### TEXTE PRÉSENTÉ
"""
Cinquante six ans après la fin de la guerre civile en Chine, les secrétaires généraux du Kuomintang et du Parti Communiste chinois, successeurs de Ch’iang Kai-Shek et de Mao Zedong, tous deux héritiers de Sun Yat Sen et frères ennemis se sont retrouvés à Pékin.

S’il est vrai que cette rencontre historique était chargée de symboles, elle fut également marquée par des arrières pensées au moins aussi présentes que l’enthousiasme lyrique qui a entouré les retrouvailles.

Un voyage symbolique

Les symboles sont inscrits dans l’itinéraire même du voyage en Chine de Lien Chan, 3e successeur de Ch’iang Kai-Shek, à la tête du KMT, après Jiang Jing Guo, le fils du Généralissime et Lee Teng Hui, le Taïwanais félon, en rupture avec le Parti Nationaliste pour avoir dévoyé l’idéal de réunification et poussé trop loin la quête identitaire de Taïwan.
"""
### INFORMATIONS FOURNIES
"""
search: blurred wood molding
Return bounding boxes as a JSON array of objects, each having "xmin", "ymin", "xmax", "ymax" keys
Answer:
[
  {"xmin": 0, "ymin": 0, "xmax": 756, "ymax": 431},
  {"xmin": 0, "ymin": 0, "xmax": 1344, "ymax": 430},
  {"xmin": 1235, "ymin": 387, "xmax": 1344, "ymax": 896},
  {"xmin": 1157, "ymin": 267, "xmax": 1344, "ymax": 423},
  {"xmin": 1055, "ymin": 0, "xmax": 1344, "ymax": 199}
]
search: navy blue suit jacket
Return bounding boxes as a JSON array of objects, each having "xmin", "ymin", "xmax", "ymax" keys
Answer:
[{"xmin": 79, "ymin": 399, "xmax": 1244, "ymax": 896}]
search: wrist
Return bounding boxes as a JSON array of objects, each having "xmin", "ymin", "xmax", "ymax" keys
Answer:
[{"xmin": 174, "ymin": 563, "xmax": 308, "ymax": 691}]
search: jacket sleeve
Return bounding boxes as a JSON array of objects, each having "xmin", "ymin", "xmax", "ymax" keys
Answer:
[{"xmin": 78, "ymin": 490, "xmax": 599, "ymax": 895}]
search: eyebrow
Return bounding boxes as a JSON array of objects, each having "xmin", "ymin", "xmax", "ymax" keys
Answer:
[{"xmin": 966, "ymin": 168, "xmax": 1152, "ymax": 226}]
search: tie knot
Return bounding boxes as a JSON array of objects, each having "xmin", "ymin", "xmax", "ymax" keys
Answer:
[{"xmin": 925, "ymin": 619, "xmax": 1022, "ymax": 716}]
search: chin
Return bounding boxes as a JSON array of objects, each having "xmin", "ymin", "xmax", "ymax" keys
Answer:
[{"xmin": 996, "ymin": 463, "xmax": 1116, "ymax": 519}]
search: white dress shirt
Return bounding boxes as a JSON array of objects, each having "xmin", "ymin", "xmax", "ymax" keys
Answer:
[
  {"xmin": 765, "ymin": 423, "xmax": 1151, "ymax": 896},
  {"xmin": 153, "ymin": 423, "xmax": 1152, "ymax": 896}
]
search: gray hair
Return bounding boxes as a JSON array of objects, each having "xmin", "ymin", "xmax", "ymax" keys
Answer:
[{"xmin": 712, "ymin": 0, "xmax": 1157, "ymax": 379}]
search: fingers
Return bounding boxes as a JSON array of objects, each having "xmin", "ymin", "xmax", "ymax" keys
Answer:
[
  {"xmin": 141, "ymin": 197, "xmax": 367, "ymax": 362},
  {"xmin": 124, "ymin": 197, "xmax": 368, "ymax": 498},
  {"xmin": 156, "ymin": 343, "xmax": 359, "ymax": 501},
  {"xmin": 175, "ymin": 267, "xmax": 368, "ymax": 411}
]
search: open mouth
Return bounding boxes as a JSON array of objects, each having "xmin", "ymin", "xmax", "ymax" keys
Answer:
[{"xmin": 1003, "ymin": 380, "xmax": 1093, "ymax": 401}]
"""
### OBJECTIFS
**A.** Pourriez-vous imprimer le passage du texte sur les retrouvailles du Kuomintang et du Parti communiste chinois, en commençant par « Un voyage symbolique » et en allant jusqu'à « identitaire de Taïwan. » ?
**B.** Pouvez-vous poursuivre le texte sur la rencontre de Pékin entre le Kuomintang et le Parti communiste chinois à partir de l'endroit où il s'arrête ?

### RÉPONSES ATTENDUES
**A.**
Un voyage symbolique

Les symboles sont inscrits dans l’itinéraire même du voyage en Chine de Lien Chan, 3e successeur de Ch’iang Kai-Shek, à la tête du KMT, après Jiang Jing Guo, le fils du Généralissime et Lee Teng Hui, le Taïwanais félon, en rupture avec le Parti Nationaliste pour avoir dévoyé l’idéal de réunification et poussé trop loin la quête identitaire de Taïwan.

**B.**
A Nankin, ancienne capitale de la Chine nationaliste, le souvenir de Sun Yat Sen, dont la doctrine des Trois Principes du Peuple (San Min Zhuyi) est aussi le nom de l’hymne taïwanais, renvoie à la filiation commune des deux partis. A Pékin, également chargée d’histoire, Lien Chan a pénétré dans le centre nerveux du système politique chinois moderne, si différent de celui de l’ïle, qui a longtemps considéré le Kuomintang comme sa bête noire.

Après avoir retrouvé le souvenir de sa mère étudiante à Beida, Lien Chan s’est rendu sur la tombe de ses ancêtres à Xi’an qu’il avait quittée à l’âge de 9 ans. Ancienne capitale de plusieurs dynasties, point de convergence des influences bouddhistes, extrémité orientale de la route de la Soie, Xian fut aussi le théâtre de la brève capture de Ch’iang Kai-Shek par le parti communiste chinois, le 6 décembre 1936.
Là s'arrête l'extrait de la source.